> [Exercises to complete]
A. In the forum thread about driving SSC P7 LEDs, copy the passage between "For P7 output, check" and "for each P7.", inclusive.
B. In the forum thread about driving SSC P7 LEDs, what output did jtr1962's testing show for the P7 at 1A?
C. Extend the forum thread about driving SSC P7 LEDs for car reverse lights, starting right after its final sentence.
Study text Start Marker
# SSC P7 and driver question



## 1-3-2-4 (Nov 22, 2008)

Hi I'm new here and I ordered a few things for a project I want to make which is very bright reverse lights for a car.

This is a break down of what I ordered...

2 SSC P7's

2 40x40x18mm heatsink with adhesive tape

1 power Puck (1000mA version)

1 40x18mm 14,000 RPM fan to have on hand for testing and cooling if need be.

from what someone else told me driving the P7 with the Power Puck at 1A would only get me around 250lm?

My question is where can i find a 2.8A driver? the driver would be connected to the connection to the reverse lights


----------



## Bimmerboy (Nov 24, 2008)

Hi, 1-2-3-4, and :welcome:

Coincidentally, I just checked in here after perusing the Shoppe's section of the forum, and spotted ya' over there too. As you may be aware, driver solutions for multi-die emitters (P7, and MC-E) are still being perfected, especially those capable of driving more than one. We're getting close!

For P7 output, check out jtr1962's numbers in his White LED lumen testing thread. At 1A it gave approx. 329 lumens. But if memory serves me, I believe the Powerpuck actually delivers less than the 1A it's rated for (850mA under most conditions?). You may want to follow up to see if that's the case as I won't be winning any memory contests anytime soon. If so, according jtr you should get slightly above 270 lumens. And then you'll need two of them, one for each P7.

However, there's the problem of safety, reliability, and possibly not passing inspection if a mechanic happens to wonder why the reverse lights are blazing up half the garage... lol.

As for reliability, Wayne points out in the Shark Buck thread _"For an auto application you should add the standard input protection for surge, reverse battery protection and any other protection required. Surge used to be a voltage spike of 60V. Not sure what todays specificatiosn are."_

They may be better now, but I believe even todays cars still have pretty dirty, spikey electrical systems.

Safety-wise, the first thing I thought of upon reading the first sentence of your post was my experience this past Thusday night. I had pulled up to a curb, and hadn't gotten out of the car yet when someone I know pulled into the spot in front of me. He had to back up a bit to straighten out, and man, those were some damn bright reverse lights. They're mounted high as well. I think it was a fairly new Lincoln, but honestly couldn't see the trunk through the lights, and it destroyed whatever night adaptation I had for a couple minutes. I got out and jokingly commented on them while pretending to stumble around blind.

Moral of the story is... you might want to reconsider sending 550 lumens _or more_ from the rear of your car, or at least design the setup to point slightly downward, or have them on a manual switch for emergency use only as there's a possibility of creating a real hazard if someone behind you gets blasted by two P7's, and continues to operate a vehicle. Likely scenario's might include backing out of a parking space while someone waits for you. Next thing you know, that person is mowing down Christmas-time shoppers, and smashing into other cars. Hehe... I may be exaggerating a bit, but you get the point.
Study text End Marker
Data listing Start Marker
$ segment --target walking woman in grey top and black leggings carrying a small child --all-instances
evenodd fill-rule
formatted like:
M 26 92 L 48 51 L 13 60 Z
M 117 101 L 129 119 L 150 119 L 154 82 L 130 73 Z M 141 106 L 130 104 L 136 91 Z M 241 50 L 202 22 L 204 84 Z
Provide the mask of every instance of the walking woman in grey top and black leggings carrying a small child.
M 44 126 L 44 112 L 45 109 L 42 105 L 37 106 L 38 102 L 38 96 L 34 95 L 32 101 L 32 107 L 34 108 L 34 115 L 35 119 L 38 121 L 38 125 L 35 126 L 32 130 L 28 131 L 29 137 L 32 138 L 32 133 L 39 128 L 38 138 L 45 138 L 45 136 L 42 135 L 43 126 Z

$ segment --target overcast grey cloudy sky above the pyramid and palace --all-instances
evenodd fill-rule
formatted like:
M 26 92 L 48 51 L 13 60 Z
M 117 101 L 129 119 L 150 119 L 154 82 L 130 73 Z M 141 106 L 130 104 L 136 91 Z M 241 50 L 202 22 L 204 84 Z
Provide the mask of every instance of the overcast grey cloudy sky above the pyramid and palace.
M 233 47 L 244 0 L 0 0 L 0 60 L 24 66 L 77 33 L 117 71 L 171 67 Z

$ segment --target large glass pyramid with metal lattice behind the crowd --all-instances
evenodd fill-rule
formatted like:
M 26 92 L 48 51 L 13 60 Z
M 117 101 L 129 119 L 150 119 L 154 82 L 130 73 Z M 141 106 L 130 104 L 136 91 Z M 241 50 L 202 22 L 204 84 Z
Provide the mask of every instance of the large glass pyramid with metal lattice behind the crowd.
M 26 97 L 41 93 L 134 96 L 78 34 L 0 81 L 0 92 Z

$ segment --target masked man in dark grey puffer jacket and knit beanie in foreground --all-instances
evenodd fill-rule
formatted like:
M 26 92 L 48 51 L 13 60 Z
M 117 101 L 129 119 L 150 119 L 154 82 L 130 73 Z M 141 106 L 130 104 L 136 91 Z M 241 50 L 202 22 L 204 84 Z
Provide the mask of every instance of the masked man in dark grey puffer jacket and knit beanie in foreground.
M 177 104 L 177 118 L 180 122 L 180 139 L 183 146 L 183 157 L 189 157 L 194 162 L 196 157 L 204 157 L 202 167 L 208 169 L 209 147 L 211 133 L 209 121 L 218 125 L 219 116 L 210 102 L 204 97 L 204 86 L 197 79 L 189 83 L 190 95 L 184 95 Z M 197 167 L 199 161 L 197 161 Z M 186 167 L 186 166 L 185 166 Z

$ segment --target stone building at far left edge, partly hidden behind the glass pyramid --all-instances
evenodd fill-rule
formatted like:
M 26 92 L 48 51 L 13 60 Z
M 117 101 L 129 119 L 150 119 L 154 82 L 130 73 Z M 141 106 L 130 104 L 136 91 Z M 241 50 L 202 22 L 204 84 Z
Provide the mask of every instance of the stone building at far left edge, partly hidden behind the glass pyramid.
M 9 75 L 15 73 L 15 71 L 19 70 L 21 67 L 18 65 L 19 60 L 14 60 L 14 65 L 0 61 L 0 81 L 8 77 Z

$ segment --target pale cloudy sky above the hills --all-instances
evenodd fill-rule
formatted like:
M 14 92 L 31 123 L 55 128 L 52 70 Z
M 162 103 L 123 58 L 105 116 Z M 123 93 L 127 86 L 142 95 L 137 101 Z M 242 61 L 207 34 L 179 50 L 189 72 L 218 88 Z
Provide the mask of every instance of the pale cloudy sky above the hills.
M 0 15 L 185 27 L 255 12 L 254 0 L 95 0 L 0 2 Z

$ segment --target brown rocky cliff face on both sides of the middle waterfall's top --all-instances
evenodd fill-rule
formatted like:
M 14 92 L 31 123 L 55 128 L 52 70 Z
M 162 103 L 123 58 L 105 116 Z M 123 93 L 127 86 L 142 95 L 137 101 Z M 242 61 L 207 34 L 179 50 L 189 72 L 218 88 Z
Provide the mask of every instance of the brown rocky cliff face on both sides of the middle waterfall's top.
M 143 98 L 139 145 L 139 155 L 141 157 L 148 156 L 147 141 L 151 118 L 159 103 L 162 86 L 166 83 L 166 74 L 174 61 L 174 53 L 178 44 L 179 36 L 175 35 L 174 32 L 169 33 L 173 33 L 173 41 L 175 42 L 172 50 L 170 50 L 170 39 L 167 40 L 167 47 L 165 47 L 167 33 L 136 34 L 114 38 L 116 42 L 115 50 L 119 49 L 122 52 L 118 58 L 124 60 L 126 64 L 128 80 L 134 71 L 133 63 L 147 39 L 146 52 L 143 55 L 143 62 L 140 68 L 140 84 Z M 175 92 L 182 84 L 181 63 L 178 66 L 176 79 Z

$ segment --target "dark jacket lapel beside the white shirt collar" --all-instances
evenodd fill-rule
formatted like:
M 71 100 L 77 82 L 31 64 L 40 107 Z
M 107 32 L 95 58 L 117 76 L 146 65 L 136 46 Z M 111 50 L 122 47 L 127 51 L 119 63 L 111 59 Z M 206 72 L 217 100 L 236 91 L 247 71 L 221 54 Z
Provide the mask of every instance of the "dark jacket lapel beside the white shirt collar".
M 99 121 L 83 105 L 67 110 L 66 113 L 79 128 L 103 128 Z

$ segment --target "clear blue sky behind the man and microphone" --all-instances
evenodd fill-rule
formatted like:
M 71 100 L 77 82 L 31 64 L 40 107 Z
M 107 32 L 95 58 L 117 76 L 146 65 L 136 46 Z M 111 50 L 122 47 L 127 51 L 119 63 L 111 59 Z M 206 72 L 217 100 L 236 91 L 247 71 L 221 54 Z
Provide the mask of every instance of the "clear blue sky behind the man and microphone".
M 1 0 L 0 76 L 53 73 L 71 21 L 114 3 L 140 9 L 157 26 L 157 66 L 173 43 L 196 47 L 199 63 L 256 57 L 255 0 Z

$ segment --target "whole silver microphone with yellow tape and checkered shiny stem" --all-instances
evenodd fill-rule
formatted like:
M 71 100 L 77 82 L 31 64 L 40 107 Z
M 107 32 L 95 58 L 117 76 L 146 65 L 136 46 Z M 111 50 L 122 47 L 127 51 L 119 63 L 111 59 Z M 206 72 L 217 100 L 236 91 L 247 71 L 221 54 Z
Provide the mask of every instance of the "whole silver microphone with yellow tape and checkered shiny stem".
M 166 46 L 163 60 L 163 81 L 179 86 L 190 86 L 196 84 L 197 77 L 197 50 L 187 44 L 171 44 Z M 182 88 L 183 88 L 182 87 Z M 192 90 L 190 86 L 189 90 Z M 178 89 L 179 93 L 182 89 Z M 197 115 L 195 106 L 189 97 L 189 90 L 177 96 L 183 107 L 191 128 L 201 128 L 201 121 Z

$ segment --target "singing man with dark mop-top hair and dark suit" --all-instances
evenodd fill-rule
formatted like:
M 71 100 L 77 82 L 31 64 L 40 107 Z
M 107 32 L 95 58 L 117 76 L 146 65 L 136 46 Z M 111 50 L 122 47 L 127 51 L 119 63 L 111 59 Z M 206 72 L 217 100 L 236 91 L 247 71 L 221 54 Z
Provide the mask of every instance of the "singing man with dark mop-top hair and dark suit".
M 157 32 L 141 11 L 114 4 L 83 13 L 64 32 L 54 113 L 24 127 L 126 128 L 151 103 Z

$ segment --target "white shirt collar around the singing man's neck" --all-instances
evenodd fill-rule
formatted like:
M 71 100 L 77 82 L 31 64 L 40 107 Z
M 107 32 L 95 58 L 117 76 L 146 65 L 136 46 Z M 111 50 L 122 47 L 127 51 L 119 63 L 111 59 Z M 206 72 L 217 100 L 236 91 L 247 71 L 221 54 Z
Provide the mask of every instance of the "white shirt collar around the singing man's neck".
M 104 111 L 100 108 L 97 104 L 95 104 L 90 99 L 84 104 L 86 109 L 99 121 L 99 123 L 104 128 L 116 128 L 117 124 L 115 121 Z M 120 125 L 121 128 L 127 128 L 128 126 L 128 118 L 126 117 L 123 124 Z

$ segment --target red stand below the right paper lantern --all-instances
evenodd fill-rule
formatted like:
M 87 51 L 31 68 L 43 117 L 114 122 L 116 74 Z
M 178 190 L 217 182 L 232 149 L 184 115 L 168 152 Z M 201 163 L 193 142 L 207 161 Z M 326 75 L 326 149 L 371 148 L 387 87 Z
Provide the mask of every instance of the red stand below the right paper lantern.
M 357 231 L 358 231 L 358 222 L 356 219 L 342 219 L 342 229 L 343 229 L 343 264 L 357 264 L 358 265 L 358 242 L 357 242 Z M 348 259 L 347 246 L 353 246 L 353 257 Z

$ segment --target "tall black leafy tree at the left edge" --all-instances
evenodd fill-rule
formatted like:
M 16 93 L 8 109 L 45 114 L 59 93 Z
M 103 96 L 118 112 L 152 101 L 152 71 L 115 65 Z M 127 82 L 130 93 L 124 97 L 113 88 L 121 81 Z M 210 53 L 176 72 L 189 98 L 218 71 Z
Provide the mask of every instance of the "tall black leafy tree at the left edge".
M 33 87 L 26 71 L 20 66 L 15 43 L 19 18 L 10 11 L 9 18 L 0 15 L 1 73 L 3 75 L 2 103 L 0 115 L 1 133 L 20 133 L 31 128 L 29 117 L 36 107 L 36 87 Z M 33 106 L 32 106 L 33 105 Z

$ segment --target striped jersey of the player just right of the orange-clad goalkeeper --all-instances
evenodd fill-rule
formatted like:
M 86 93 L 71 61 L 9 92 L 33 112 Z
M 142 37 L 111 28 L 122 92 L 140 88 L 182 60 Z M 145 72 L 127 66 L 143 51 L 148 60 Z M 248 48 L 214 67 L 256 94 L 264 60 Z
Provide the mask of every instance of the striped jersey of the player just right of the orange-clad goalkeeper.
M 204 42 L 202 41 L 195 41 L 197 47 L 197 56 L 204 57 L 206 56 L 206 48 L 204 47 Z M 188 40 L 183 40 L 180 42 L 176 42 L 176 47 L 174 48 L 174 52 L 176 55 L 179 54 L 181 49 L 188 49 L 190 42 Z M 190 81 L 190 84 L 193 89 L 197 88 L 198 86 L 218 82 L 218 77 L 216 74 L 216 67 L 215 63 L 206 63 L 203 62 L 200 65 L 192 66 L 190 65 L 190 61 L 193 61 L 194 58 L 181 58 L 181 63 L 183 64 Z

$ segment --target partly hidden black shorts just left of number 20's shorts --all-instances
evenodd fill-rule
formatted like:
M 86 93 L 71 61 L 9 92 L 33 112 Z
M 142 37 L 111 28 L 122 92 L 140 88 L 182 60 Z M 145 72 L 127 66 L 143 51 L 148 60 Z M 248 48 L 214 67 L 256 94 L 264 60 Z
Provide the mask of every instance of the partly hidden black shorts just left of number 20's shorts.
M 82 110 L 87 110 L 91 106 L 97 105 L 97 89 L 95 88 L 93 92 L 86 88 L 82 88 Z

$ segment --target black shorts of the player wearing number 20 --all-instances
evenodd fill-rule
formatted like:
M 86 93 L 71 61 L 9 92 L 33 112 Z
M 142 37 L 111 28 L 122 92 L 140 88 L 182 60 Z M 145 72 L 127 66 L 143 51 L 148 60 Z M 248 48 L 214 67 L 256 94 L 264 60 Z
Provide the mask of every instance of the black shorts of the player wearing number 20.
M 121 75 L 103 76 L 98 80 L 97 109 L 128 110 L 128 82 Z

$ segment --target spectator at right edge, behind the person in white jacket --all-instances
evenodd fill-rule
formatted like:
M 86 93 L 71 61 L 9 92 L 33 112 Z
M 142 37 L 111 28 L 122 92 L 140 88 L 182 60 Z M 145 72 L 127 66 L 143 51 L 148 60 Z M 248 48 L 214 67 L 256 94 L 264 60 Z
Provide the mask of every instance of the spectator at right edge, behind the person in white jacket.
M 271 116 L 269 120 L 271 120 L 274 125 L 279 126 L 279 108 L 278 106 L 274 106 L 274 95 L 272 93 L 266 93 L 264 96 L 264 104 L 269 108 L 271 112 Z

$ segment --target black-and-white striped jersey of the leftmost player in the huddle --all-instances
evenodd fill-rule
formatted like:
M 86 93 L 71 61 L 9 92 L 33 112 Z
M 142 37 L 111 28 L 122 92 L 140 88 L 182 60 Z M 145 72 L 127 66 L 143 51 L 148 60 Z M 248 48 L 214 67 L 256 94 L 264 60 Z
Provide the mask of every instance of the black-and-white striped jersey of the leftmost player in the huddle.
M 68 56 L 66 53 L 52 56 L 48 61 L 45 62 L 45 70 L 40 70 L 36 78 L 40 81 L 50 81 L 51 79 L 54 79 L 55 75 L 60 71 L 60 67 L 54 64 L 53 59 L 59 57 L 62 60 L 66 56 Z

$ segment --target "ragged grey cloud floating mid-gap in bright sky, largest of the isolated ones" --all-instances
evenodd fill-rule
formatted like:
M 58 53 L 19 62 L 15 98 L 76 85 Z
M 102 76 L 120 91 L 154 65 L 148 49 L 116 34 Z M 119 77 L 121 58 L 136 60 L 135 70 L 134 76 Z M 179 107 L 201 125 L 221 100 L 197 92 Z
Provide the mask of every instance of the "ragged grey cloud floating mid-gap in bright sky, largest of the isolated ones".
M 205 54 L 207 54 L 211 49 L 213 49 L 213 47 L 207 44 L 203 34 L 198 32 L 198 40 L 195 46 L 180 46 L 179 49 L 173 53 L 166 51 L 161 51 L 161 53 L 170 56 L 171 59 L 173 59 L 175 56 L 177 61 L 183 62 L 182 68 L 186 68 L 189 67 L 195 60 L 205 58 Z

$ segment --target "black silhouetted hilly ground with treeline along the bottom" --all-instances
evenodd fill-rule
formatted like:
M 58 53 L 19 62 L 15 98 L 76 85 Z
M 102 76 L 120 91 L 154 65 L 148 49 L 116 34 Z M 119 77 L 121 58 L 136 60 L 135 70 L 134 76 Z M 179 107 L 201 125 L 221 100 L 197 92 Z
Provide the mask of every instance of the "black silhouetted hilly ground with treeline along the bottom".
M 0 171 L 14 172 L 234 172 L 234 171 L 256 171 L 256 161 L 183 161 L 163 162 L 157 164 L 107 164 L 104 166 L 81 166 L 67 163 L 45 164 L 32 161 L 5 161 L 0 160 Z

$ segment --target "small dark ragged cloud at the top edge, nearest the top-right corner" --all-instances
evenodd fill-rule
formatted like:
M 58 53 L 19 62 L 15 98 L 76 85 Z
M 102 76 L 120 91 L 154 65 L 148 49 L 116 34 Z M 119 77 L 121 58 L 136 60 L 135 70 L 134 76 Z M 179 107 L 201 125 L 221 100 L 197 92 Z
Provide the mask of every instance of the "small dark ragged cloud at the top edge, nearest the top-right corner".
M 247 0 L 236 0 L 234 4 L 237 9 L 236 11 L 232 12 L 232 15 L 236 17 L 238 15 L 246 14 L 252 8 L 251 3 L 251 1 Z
Data listing End Marker
> [Exercise answers]
A.
For P7 output, check out jtr1962's numbers in his White LED lumen testing thread. At 1A it gave approx. 329 lumens. But if memory serves me, I believe the Powerpuck actually delivers less than the 1A it's rated for (850mA under most conditions?). You may want to follow up to see if that's the case as I won't be winning any memory contests anytime soon. If so, according jtr you should get slightly above 270 lumens. And then you'll need two of them, one for each P7.

B. Approximately 329 lumens.

C.
This idea might be better used toward a different purpose. Perhaps a trunk light for portable, night time barbequing! Cooler for the meat, hibachi, bag of coals, and a P7 to flood the work area... instead of pissing everyone off with reverse lights, you'll be the most popular guy in town!... LOL.


----------



## 1-3-2-4 (Nov 24, 2008)

Thanks for the welcome, well my power puck came in today but the P7's have not shipped yet  I was under the impression that I could drive two P7's with one Power puck..

also I would be pointing the lights down a little the rear window is tinted, and I understand about the shark I rather have it perfected then not working right.


----------



## yellow (Nov 26, 2008)

forget the shark, it is a step-up driver for series conected led
(which is the better way of driving them anyway, but You want P7, so ...)

there are a few drivers linked in here, from Kaidomain I think. Should be able to drive the parallel wired led with 2.8-3 A from a wide input Voltage, maybe they fit Your needs.



You can use any driver that drives a wite led with a given power, but You need 2.8 A for each P7 to receive their most possible output.
A Buckpuck seems to give the specified output, no matter how much higher the base voltage is, so Your 1000 mA Puck gives 1 A (what a surprise).
Of course You can drive both led with it, but each now gets just 500 mA.
(when understanding the descripion correct, it might be possible to wire the P7s in series and still receive 1 A, as the BuckPuck seems to be a current fixing regulator. Far from the 2.8 A needed but still very bright and one circuit for both led)


----------



## 1-3-2-4 (Nov 26, 2008)

yellow said:


> forget the shark, it is a step-up driver for series conected led
> (which is the better way of driving them anyway, but You want P7, so ...)
> 
> there are a few drivers linked in here, from Kaidomain I think. Should be able to drive the parallel wired led with 2.8-3 A from a wide input Voltage, maybe they fit Your needs.
> ...



So it's a step up from a series.. well how about I just buy two shark bucks then?

also I saw that driver at Kaidomain but that's one of those multi-mode drivers right? since these LED's are going into a car's tail lights I just need it to run at full power mode.. also some reviews I have seen said if it overheats it goes to low power mode but how much heat does it give off?

it's not that much of an issue because I have been thinking if I need to have fans over the heatsinks of the LED's anyways on a temp controled circuit. I'm not looking to drive the SSC P7 at it's max output just for longetivy sake.


----------



## evilc66 (Nov 26, 2008)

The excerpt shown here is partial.